+++ Document section +++

Conservative MP Sir David Amess has died after being stabbed at his local constituency surgery in a church.
The 69-year-old was attacked on Friday at Belfairs Methodist Church in Leigh-on-Sea.
Speaking to Premier about the attack prior to the news of his death, Christian MP and colleague Sir Gary Streeter told Premier: "It's really shocking news. David is a wonderful member of parliament, very popular at Westminster, a lovely Christian man, a lovely family...very much a constituency member of parliament, conducting his constituency surgery today and this dreadful thing has happened to him."
Essex Police said: "A man has been arrested on suspicion murder after a man was stabbed in Leigh-on-Sea.
"We were called to an address in Eastwood Road North shortly after 12.05pm today (Friday 15 October).
"We attended and found a man injured.
"He was treated by emergency services but, sadly, died at the scene.
"A 25 year-old man was quickly arrested after officers arrived at the scene on suspicion of murder and a knife was recovered.
"He is currently in custody.
"We are not looking for anyone else in connection with this incident."

+++ Provided material +++

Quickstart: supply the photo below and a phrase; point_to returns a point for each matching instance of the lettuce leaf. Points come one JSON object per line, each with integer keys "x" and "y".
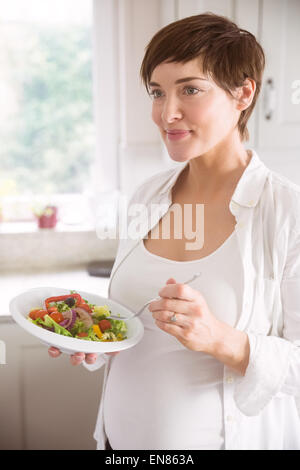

+++

Reproduce the entire news report above on the death of Sir David Amess, word for word, from its first sentence through the closing police statement.

Conservative MP Sir David Amess has died after being stabbed at his local constituency surgery in a church.
The 69-year-old was attacked on Friday at Belfairs Methodist Church in Leigh-on-Sea.
Speaking to Premier about the attack prior to the news of his death, Christian MP and colleague Sir Gary Streeter told Premier: "It's really shocking news. David is a wonderful member of parliament, very popular at Westminster, a lovely Christian man, a lovely family...very much a constituency member of parliament, conducting his constituency surgery today and this dreadful thing has happened to him."
Essex Police said: "A man has been arrested on suspicion murder after a man was stabbed in Leigh-on-Sea.
"We were called to an address in Eastwood Road North shortly after 12.05pm today (Friday 15 October).
"We attended and found a man injured.
"He was treated by emergency services but, sadly, died at the scene.
"A 25 year-old man was quickly arrested after officers arrived at the scene on suspicion of murder and a knife was recovered.
"He is currently in custody.
"We are not looking for anyone else in connection with this incident."